REQUIREMENT: Once the pictures are set aside, print the records that follow exactly as written.

::: EXERCISE MATERIAL

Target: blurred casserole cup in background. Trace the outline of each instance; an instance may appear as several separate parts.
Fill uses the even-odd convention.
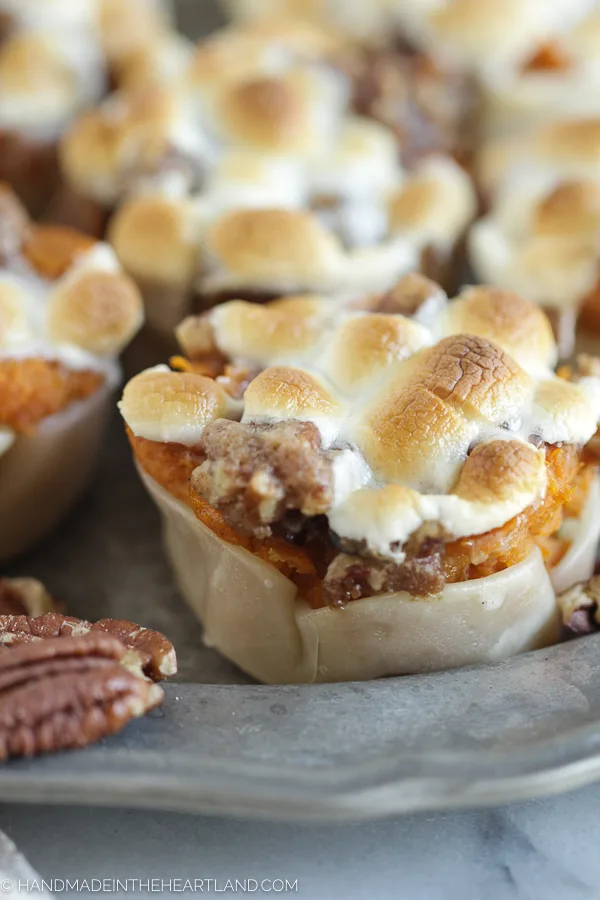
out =
[[[404,314],[403,314],[404,313]],[[558,637],[600,516],[593,365],[533,304],[420,275],[232,301],[120,403],[205,640],[265,682],[491,662]],[[586,446],[587,445],[587,446]]]
[[[65,206],[57,145],[75,115],[185,52],[171,26],[161,0],[0,0],[0,178],[32,214]]]
[[[375,114],[365,99],[372,89],[359,84],[362,63],[352,48],[307,24],[225,29],[200,42],[191,56],[174,52],[167,59],[172,69],[164,83],[146,76],[140,87],[130,70],[126,90],[68,130],[61,145],[63,176],[81,207],[78,212],[73,202],[72,216],[89,216],[92,208],[102,221],[140,184],[166,189],[176,182],[187,191],[202,190],[227,150],[310,161],[353,114],[382,119],[411,166],[433,151],[453,155],[455,138],[466,133],[462,119],[455,138],[442,124],[421,120],[408,72],[390,100],[399,121]],[[445,87],[442,81],[440,90]],[[453,108],[453,101],[435,100],[433,87],[423,93],[431,100],[424,116],[443,118]]]
[[[116,357],[142,324],[113,251],[30,223],[0,189],[0,560],[42,538],[86,485]]]
[[[21,30],[0,44],[0,179],[32,214],[58,185],[61,134],[104,89],[100,48],[86,30]]]
[[[175,34],[175,19],[169,0],[0,0],[0,40],[23,31],[50,31],[79,53],[93,42],[118,83],[136,54]]]
[[[149,326],[171,339],[184,315],[232,298],[355,296],[415,269],[452,289],[475,213],[456,162],[432,156],[406,172],[389,129],[349,116],[318,153],[232,151],[197,195],[131,197],[108,240],[142,290]]]
[[[600,117],[563,119],[485,143],[478,176],[489,198],[473,226],[475,276],[518,291],[550,315],[561,356],[600,333]]]
[[[482,136],[600,113],[600,8],[575,3],[570,13],[528,59],[502,78],[483,80]]]
[[[341,75],[312,66],[333,42],[306,32],[219,32],[191,54],[175,54],[164,83],[147,72],[140,77],[138,55],[126,87],[86,111],[63,138],[71,218],[93,213],[102,227],[140,184],[201,189],[228,146],[282,154],[307,120],[311,137],[325,132],[347,106],[347,91]]]
[[[0,0],[0,39],[15,31],[93,32],[98,0]]]
[[[389,124],[402,107],[403,67],[411,70],[417,105],[437,110],[430,122],[445,116],[460,128],[462,97],[471,139],[474,131],[526,127],[561,107],[598,109],[595,0],[224,0],[223,6],[235,22],[295,16],[368,48],[364,94]],[[427,129],[422,132],[427,140]]]

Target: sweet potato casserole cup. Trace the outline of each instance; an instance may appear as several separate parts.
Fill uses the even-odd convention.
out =
[[[232,301],[179,338],[180,371],[137,375],[120,409],[208,644],[313,682],[557,639],[555,591],[600,531],[600,378],[554,375],[536,306],[411,275],[363,309]]]
[[[2,0],[0,32],[0,179],[38,215],[54,200],[58,141],[76,114],[111,81],[152,80],[185,42],[157,0]]]
[[[93,43],[116,81],[138,53],[162,47],[173,29],[169,0],[0,0],[0,39],[52,32],[72,49],[79,42],[82,56]]]
[[[34,226],[0,188],[0,560],[46,534],[85,487],[142,323],[105,244]]]
[[[237,22],[304,19],[375,46],[412,41],[436,60],[474,72],[502,71],[589,8],[589,0],[223,0]]]
[[[490,208],[469,238],[474,274],[545,307],[564,356],[577,319],[596,345],[600,331],[599,153],[600,118],[575,118],[490,140],[479,158]]]
[[[423,75],[422,106],[427,99],[430,108],[422,113],[408,71],[381,72],[377,77],[396,93],[379,96],[383,88],[373,83],[371,63],[310,25],[275,21],[226,29],[201,42],[191,59],[175,53],[172,62],[160,87],[140,89],[132,77],[133,87],[86,112],[63,139],[65,182],[84,209],[106,213],[140,183],[202,189],[226,148],[300,156],[312,165],[335,140],[340,118],[351,113],[381,119],[405,163],[455,150],[457,135],[448,137],[444,122],[457,100],[439,96],[445,81],[436,87]],[[425,121],[435,115],[437,125]],[[467,133],[457,131],[461,139]]]
[[[454,91],[444,94],[448,109],[456,107],[448,104],[453,93],[455,99],[466,96],[468,81],[458,76],[473,78],[485,132],[522,128],[561,107],[598,109],[593,0],[224,0],[223,5],[237,22],[295,16],[375,48],[373,71],[386,70],[387,84],[381,85],[388,108],[394,81],[389,60],[412,48],[419,64],[411,78],[418,83],[424,77],[424,92],[431,90],[433,72],[453,80]],[[462,91],[456,90],[459,84]]]
[[[475,210],[452,159],[404,172],[391,133],[352,116],[313,159],[232,151],[197,195],[130,198],[108,240],[171,338],[185,314],[232,298],[387,290],[415,269],[456,287]]]
[[[600,112],[600,10],[586,0],[572,4],[557,25],[501,78],[484,79],[483,134],[520,133],[560,116]]]
[[[60,135],[105,89],[93,35],[56,27],[18,30],[0,44],[0,178],[35,214],[58,184]]]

::::::

RESULT BELOW:
Target: blurred casserole cup in background. Trace the outline of each instance; an instance may appear as several separate parts.
Fill uses the even-odd convention.
out =
[[[404,314],[403,314],[404,313]],[[558,637],[600,516],[593,365],[533,304],[420,275],[232,301],[120,403],[205,640],[265,682],[491,662]],[[586,446],[587,445],[587,446]]]
[[[65,206],[57,145],[75,115],[185,52],[171,26],[161,0],[0,0],[0,178],[32,214]]]
[[[375,114],[365,99],[372,89],[359,84],[362,63],[352,48],[307,24],[225,29],[200,42],[191,56],[174,52],[167,59],[172,69],[164,83],[146,76],[140,87],[130,70],[126,90],[68,130],[61,145],[63,176],[81,207],[78,212],[73,202],[72,216],[89,216],[92,208],[102,221],[140,184],[166,189],[176,182],[187,191],[202,190],[227,150],[310,161],[353,114],[382,119],[411,166],[433,151],[453,155],[455,138],[466,133],[462,119],[455,138],[442,124],[421,120],[408,72],[390,100],[399,121]],[[445,87],[442,81],[440,90]],[[453,108],[453,101],[435,100],[433,87],[423,93],[431,100],[424,116],[443,118]]]
[[[116,357],[142,324],[113,251],[30,223],[0,189],[0,560],[42,538],[86,485]]]
[[[21,30],[0,44],[0,179],[32,214],[58,185],[61,134],[104,89],[100,48],[86,30]]]
[[[175,34],[175,19],[169,0],[0,0],[0,40],[23,31],[50,31],[79,53],[93,42],[118,83],[136,54]]]
[[[149,326],[171,339],[184,315],[232,298],[355,296],[415,269],[452,289],[475,213],[456,162],[432,156],[406,172],[389,129],[349,116],[318,153],[232,151],[197,195],[131,197],[108,240],[142,290]]]
[[[600,117],[563,119],[485,143],[478,176],[489,198],[473,226],[475,276],[518,291],[550,315],[561,356],[600,333]]]
[[[482,136],[600,113],[600,8],[575,3],[570,13],[528,59],[502,78],[483,80]]]
[[[341,75],[312,66],[333,42],[306,32],[219,32],[191,54],[175,54],[164,83],[147,72],[140,77],[138,55],[126,87],[86,111],[63,138],[71,218],[93,213],[102,227],[140,184],[201,189],[228,146],[282,154],[307,120],[311,137],[325,132],[347,106],[347,91]]]
[[[0,0],[0,39],[15,31],[93,32],[98,0]]]
[[[389,124],[402,107],[403,67],[411,70],[417,105],[437,110],[430,122],[445,116],[460,128],[462,97],[471,139],[474,131],[526,127],[561,107],[598,109],[595,0],[224,0],[223,6],[235,22],[295,16],[368,48],[364,94]],[[427,129],[422,132],[427,140]]]

Target: sweet potato casserole cup. Trace the outline of each instance; an instance may appear as several separate parts.
Fill uses the even-odd convention.
out =
[[[232,301],[179,338],[180,371],[137,375],[120,409],[208,644],[313,682],[557,639],[555,591],[600,531],[600,378],[554,375],[536,306],[411,275],[363,309]]]
[[[2,0],[0,32],[0,179],[38,215],[54,200],[58,141],[76,114],[111,81],[152,80],[185,42],[157,0]]]
[[[93,43],[116,81],[138,53],[162,47],[173,29],[169,0],[0,0],[0,39],[52,32],[72,49],[79,42],[82,56]]]
[[[34,226],[0,188],[0,560],[46,534],[85,487],[142,323],[105,244]]]
[[[237,22],[304,19],[375,46],[412,41],[436,60],[474,72],[502,71],[589,8],[589,0],[223,0]]]
[[[490,208],[469,238],[474,274],[545,307],[564,356],[577,319],[596,345],[600,331],[599,153],[600,118],[575,118],[490,140],[479,158]]]
[[[423,75],[422,106],[427,99],[430,108],[422,113],[408,71],[381,72],[377,77],[396,93],[379,96],[383,88],[373,83],[371,63],[310,25],[275,21],[226,29],[201,42],[191,59],[175,53],[172,62],[160,87],[140,89],[132,77],[133,87],[86,112],[63,139],[65,182],[84,209],[106,213],[140,183],[202,189],[226,148],[300,156],[312,165],[335,140],[340,118],[351,113],[381,119],[405,163],[455,150],[457,135],[448,137],[444,122],[457,100],[439,96],[445,81],[436,87]],[[425,121],[435,115],[437,125]],[[467,133],[457,131],[461,139]]]
[[[454,91],[444,94],[448,109],[456,107],[448,104],[453,93],[455,99],[466,96],[468,81],[458,76],[473,78],[485,132],[522,128],[561,107],[598,109],[593,0],[224,0],[223,5],[237,22],[295,16],[375,48],[373,71],[386,70],[387,84],[381,85],[388,108],[394,81],[389,60],[412,48],[419,64],[411,78],[418,83],[424,77],[424,92],[431,90],[433,72],[453,80]],[[462,91],[456,90],[459,84]]]
[[[475,210],[452,159],[404,172],[391,133],[352,116],[313,159],[232,151],[197,195],[130,198],[108,240],[171,338],[185,314],[232,298],[387,290],[415,269],[456,287]]]
[[[600,112],[600,10],[586,0],[572,4],[557,25],[501,78],[484,79],[483,134],[520,133],[560,116]]]
[[[60,135],[105,89],[93,35],[56,27],[18,30],[0,44],[0,178],[35,214],[58,184]]]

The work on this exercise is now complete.